*What needs to be done:* Reproduce the rows below, substituting "module" for every occurrence of "component" and leaving all other text unchanged.

*Material provided:*
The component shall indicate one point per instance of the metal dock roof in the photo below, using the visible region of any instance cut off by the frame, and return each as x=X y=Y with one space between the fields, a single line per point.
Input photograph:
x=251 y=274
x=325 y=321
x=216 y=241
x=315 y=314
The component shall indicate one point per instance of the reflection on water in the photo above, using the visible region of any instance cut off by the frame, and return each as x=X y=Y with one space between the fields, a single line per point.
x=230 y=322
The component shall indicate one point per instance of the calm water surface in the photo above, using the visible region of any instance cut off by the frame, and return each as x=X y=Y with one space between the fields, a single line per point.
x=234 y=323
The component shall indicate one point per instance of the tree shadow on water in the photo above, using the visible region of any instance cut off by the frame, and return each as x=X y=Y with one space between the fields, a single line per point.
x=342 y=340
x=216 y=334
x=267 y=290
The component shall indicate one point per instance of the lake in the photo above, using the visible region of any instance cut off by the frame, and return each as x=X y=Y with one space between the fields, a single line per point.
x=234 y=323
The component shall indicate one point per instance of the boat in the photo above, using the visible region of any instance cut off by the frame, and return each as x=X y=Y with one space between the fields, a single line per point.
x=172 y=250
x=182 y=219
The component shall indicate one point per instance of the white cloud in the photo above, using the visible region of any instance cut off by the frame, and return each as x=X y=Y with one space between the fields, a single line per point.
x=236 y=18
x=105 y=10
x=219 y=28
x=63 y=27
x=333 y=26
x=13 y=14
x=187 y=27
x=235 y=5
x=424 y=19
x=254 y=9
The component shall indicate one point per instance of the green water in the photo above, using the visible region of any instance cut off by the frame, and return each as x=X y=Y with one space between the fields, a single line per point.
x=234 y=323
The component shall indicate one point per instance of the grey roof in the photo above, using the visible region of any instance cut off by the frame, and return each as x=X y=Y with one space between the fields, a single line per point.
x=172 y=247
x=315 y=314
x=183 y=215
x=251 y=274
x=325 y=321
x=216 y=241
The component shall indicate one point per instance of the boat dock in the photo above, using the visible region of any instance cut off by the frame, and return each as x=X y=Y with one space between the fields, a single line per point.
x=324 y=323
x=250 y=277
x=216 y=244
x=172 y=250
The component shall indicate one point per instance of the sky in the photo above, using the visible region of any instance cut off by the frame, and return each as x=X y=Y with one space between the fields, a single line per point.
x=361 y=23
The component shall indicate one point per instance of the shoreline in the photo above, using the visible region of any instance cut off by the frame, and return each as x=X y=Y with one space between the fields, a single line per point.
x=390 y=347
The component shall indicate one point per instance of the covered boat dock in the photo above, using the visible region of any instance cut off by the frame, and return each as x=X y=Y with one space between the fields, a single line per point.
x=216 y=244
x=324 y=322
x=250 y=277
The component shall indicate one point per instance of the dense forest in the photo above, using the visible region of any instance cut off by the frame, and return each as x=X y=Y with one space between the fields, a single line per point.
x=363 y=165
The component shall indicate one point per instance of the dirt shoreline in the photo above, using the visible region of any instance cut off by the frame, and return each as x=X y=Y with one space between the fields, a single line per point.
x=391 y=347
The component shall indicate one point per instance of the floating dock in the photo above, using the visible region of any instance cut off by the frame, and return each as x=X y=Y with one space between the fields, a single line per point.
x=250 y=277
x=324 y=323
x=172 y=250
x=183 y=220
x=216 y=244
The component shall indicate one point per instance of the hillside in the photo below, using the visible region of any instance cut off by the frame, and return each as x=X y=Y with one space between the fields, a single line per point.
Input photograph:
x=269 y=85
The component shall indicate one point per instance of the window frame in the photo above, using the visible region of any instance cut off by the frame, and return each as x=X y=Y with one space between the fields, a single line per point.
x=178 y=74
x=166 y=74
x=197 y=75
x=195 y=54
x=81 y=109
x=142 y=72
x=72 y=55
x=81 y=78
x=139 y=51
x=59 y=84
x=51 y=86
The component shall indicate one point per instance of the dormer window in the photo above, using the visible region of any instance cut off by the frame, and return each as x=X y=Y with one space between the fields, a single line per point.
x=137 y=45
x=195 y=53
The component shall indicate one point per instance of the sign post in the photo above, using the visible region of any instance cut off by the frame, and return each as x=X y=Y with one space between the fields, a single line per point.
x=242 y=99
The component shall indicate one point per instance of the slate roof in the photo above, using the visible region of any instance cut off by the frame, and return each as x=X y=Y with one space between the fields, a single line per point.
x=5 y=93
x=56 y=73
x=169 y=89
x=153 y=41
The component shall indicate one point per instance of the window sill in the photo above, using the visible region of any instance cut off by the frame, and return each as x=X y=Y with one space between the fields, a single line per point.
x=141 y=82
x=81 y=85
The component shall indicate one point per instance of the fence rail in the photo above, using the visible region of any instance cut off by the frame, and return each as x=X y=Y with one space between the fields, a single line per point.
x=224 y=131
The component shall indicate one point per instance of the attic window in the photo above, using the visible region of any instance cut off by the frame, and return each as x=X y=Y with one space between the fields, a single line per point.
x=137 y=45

*Answer to this problem:*
The module shall indicate one point per instance of the metal dock roof in the photo below, using the visible region of any instance cut off by the frame, and return each as x=X y=Y with one space between the fields, a single line per point.
Input photograph:
x=251 y=274
x=325 y=321
x=216 y=241
x=315 y=314
The module shall indicate one point per instance of the reflection on water in the photo above, using the visible region of any instance cut off by the frame, and return each as x=X y=Y with one space between the fields, a single line per point.
x=230 y=322
The module shall indicate one point per instance of the calm water surface in the photo above, using the visible region of any instance cut off by the frame, and return each as x=X y=Y with one space between the fields, a single line per point.
x=234 y=323
The module shall indicate one point per instance of the tree shadow on water in the photo above, using the visible region of any instance cut off by the frame, and return each as x=X y=Y with one space between the fields, a single line per point.
x=342 y=340
x=216 y=334
x=267 y=290
The module shall indicate one point per instance of the lake in the photo above, using the visible region of any instance cut off by the frame, and return each as x=X y=Y with one space between the fields, a single line per point.
x=234 y=323
The module shall indicate one point per instance of the boat in the photo above, using the visible region of any instance cut off by the frame, and return each as x=X y=Y with one space between the fields, a single line per point.
x=172 y=250
x=182 y=219
The module shall indicate one point per instance of the white cloud in the photo above, using the visible region of any instance cut off by the frame, and return each as x=X y=Y with one space between the fields, a single line per point.
x=236 y=18
x=105 y=10
x=219 y=28
x=63 y=27
x=333 y=26
x=13 y=14
x=187 y=27
x=235 y=5
x=424 y=19
x=254 y=9
The module shall indicate one point per instance of the green water in the photo above, using the visible region of any instance cut off by the frame, and return each as x=X y=Y with one space between the fields, a single line per point.
x=234 y=323
The module shall indicate one point per instance of the grey roof in the photo above, using the visible region of any instance cut off by the frame, and return each as x=X y=Y with one space between the fields, a single line per point.
x=172 y=247
x=315 y=314
x=183 y=215
x=251 y=274
x=325 y=321
x=216 y=241
The module shall indicate one point per instance of the boat dock in the photo above, using the visible region of any instance cut off by the frame, and return each as x=X y=Y with one space between the fields, a single line per point.
x=324 y=323
x=250 y=277
x=216 y=244
x=172 y=250
The module shall indicate one point per instance of the sky in the photo above, using the visible region of any instance cut off by the frame, and return each as x=X y=Y with one space between the fields, a single line per point.
x=361 y=23
The module shall indicate one point per instance of the shoreline in the photo above, using the visible region of any instance cut off by the frame, and return each as x=X y=Y with one space between the fields, a single line per point.
x=390 y=347
The module shall indicate one point per instance of the covered boat dock in the photo above, using the visible region of any instance cut off by the frame, and return each as x=X y=Y with one space between the fields, a single line per point.
x=216 y=244
x=324 y=322
x=250 y=277
The module shall indicate one point per instance of the dense forest in the photo above, using the visible region of any instance cut off by the frame, and return each as x=X y=Y with one space between the fields, a single line per point.
x=363 y=165
The module shall indicate one point per instance of the dirt shoreline in the photo above, using the visible region of any instance cut off by the frame, and return each as x=X y=Y with one space between the fields, a single line per point.
x=391 y=347
The module shall indicate one point per instance of the floating dock in the photo above, using the visible region of any instance cut off by the frame, and return each as x=X y=Y with one space between the fields, a single line per point.
x=250 y=277
x=324 y=323
x=172 y=250
x=183 y=220
x=216 y=244
The module shall indicate one point per instance of the hillside in the photo below, using the visible region of any instance cut off by the frame, and return each as x=X y=Y with one space between the fields, a single line per point.
Input photograph:
x=269 y=85
The module shall indicate one point per instance of the window frame in the photo above, using the visible region of any instance cut off by the frame, and return each as x=X y=Y with one space between the fields, a single line per point.
x=178 y=74
x=166 y=74
x=197 y=75
x=195 y=54
x=81 y=109
x=142 y=72
x=72 y=55
x=81 y=78
x=139 y=51
x=59 y=84
x=51 y=86
The module shall indicate one point per instance of the dormer window in the photo above, using the visible region of any instance cut off by the frame, and return each as x=X y=Y with one space between the fields, a single line per point.
x=137 y=45
x=195 y=53
The module shall indicate one point per instance of the sign post in the photo above, using the visible region of any instance cut off by the frame, and return each as x=X y=Y with one space between the fields, a single line per point.
x=242 y=99
The module shall indicate one point per instance of the slate roof in the photo above, using the visible region of any instance cut off by the frame, and return each as x=X y=Y with one space between the fields, a single line per point.
x=5 y=93
x=56 y=73
x=169 y=89
x=153 y=41
The module shall indicate one point per instance of the window sill in the photo above, using the visible region of any instance cut off by the frame, and return each as x=X y=Y with one space between the fields, a single line per point.
x=141 y=82
x=81 y=85
The module shall indicate one point per instance of the fence rail in the photo above, using the visible region of any instance cut off by the frame, and return each as x=X y=Y with one space between the fields, a single line per point.
x=224 y=131
The module shall indicate one point per instance of the attic window in the photo above, using the visible region of any instance cut off by the frame, and return each as x=X y=Y with one space between the fields, a single line per point.
x=137 y=45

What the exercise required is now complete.